■ **DATASET RECORDS**
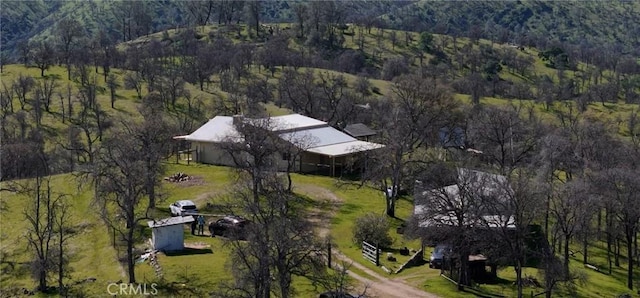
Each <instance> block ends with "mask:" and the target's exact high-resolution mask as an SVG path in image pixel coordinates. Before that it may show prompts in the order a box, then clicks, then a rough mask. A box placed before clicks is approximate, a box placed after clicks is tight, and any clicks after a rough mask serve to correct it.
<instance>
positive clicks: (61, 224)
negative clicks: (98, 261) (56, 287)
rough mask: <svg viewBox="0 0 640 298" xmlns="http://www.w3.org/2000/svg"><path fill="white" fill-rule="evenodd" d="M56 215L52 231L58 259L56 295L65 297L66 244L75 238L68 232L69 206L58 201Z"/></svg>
mask: <svg viewBox="0 0 640 298" xmlns="http://www.w3.org/2000/svg"><path fill="white" fill-rule="evenodd" d="M56 207H57V210H56V214H55V218H54V223H53V226H54V231H55V233H56V238H57V239H56V244H57V250H56V255H57V257H58V259H57V262H56V266H57V273H58V293H59V294H60V295H66V293H67V287H65V285H64V278H65V277H68V272H69V250H67V242H68V241H69V240H70V239H71V238H72V237H73V236H75V234H74V233H73V232H72V231H71V230H70V225H71V222H70V221H71V205H70V204H69V203H68V202H67V201H64V200H60V201H59V202H58V205H57V206H56Z"/></svg>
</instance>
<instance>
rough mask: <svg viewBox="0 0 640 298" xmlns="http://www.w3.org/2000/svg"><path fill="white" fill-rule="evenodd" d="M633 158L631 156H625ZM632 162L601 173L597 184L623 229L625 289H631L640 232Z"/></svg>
mask: <svg viewBox="0 0 640 298" xmlns="http://www.w3.org/2000/svg"><path fill="white" fill-rule="evenodd" d="M626 156H629V158H634V157H633V155H626ZM635 159H636V162H635V164H636V166H635V167H634V166H633V165H634V163H633V162H629V163H626V164H627V166H620V167H615V168H611V169H609V170H605V171H603V172H602V173H601V174H600V175H599V179H598V182H599V184H600V185H601V186H603V187H604V188H605V191H606V194H607V198H609V199H610V200H612V201H613V202H612V203H613V206H614V208H615V218H616V220H617V221H618V223H619V224H620V226H621V227H622V229H623V234H624V237H625V242H626V245H627V247H626V248H627V260H628V262H629V263H628V265H627V266H628V267H627V288H629V289H633V271H634V270H633V269H634V260H633V259H634V258H633V243H634V237H636V234H637V233H638V231H639V230H640V195H639V194H640V177H639V176H638V168H637V156H636V157H635Z"/></svg>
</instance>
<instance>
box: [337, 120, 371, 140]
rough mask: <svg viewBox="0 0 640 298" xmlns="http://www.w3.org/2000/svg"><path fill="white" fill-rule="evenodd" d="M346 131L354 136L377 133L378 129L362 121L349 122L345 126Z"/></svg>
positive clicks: (367, 136) (344, 128)
mask: <svg viewBox="0 0 640 298" xmlns="http://www.w3.org/2000/svg"><path fill="white" fill-rule="evenodd" d="M344 132H346V133H348V134H349V135H351V136H352V137H356V138H358V137H368V136H372V135H375V134H376V131H375V130H373V129H371V128H369V127H368V126H366V125H364V124H362V123H355V124H349V125H347V126H346V127H345V128H344Z"/></svg>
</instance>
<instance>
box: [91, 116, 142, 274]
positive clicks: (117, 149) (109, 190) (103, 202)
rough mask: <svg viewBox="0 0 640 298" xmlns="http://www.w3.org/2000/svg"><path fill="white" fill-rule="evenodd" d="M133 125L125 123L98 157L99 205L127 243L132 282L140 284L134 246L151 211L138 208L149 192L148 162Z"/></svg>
mask: <svg viewBox="0 0 640 298" xmlns="http://www.w3.org/2000/svg"><path fill="white" fill-rule="evenodd" d="M130 130H131V128H130V125H129V124H126V123H123V127H122V128H121V129H120V130H116V131H114V132H113V133H112V134H111V135H110V136H109V138H105V139H104V140H103V142H102V143H101V144H100V151H99V154H98V155H97V156H96V160H95V164H94V171H95V173H96V180H95V182H94V183H96V188H97V191H98V194H99V195H98V196H97V197H96V199H97V202H96V203H97V204H98V206H100V214H101V217H102V219H103V220H104V221H105V223H107V224H108V226H109V227H110V228H112V229H113V230H114V232H117V233H118V235H120V237H121V239H122V240H123V241H124V242H125V243H126V250H125V251H126V253H125V254H126V255H125V258H126V260H125V264H126V266H127V275H128V277H129V283H135V282H136V276H135V268H134V266H135V252H134V244H135V242H136V240H137V238H136V234H135V231H136V230H137V224H138V222H139V221H141V220H143V219H147V218H148V216H147V210H148V209H147V208H143V209H141V208H138V207H139V204H140V202H141V200H142V198H143V196H144V194H145V192H146V173H145V161H144V160H143V159H141V158H140V156H141V155H143V154H144V150H143V149H142V148H143V147H142V146H140V143H139V142H138V141H136V140H132V139H131V131H130Z"/></svg>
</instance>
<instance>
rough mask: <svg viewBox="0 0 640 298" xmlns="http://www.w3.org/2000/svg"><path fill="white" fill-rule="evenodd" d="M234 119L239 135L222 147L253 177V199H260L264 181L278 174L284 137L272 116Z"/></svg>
mask: <svg viewBox="0 0 640 298" xmlns="http://www.w3.org/2000/svg"><path fill="white" fill-rule="evenodd" d="M233 122H234V123H233V126H234V127H235V129H236V131H238V133H239V135H238V136H229V137H227V138H226V140H225V142H224V143H223V144H222V145H221V148H222V150H224V151H225V152H227V153H228V154H229V155H230V156H231V158H232V160H233V162H234V164H235V165H236V168H237V169H238V171H239V173H240V175H241V176H245V175H246V176H247V177H249V178H248V180H249V181H251V187H250V189H251V191H252V194H253V199H254V200H255V201H259V200H260V192H261V188H262V184H263V183H262V182H263V181H264V179H265V178H266V177H267V176H269V175H273V174H275V170H276V167H277V164H276V160H275V158H276V156H277V155H278V153H279V148H278V146H277V142H280V140H279V138H278V136H277V135H276V134H275V133H274V129H275V128H276V127H277V125H278V124H277V123H275V122H274V121H273V120H272V119H271V118H263V119H245V118H244V117H243V116H234V118H233Z"/></svg>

■ **TASK REQUIREMENTS**
Locate each line in the records above that contains the string "positive", and copy those lines.

■ **RESPONSE AREA**
positive clicks: (61, 224)
positive clicks: (367, 136) (344, 128)
positive clicks: (117, 149) (109, 190) (103, 202)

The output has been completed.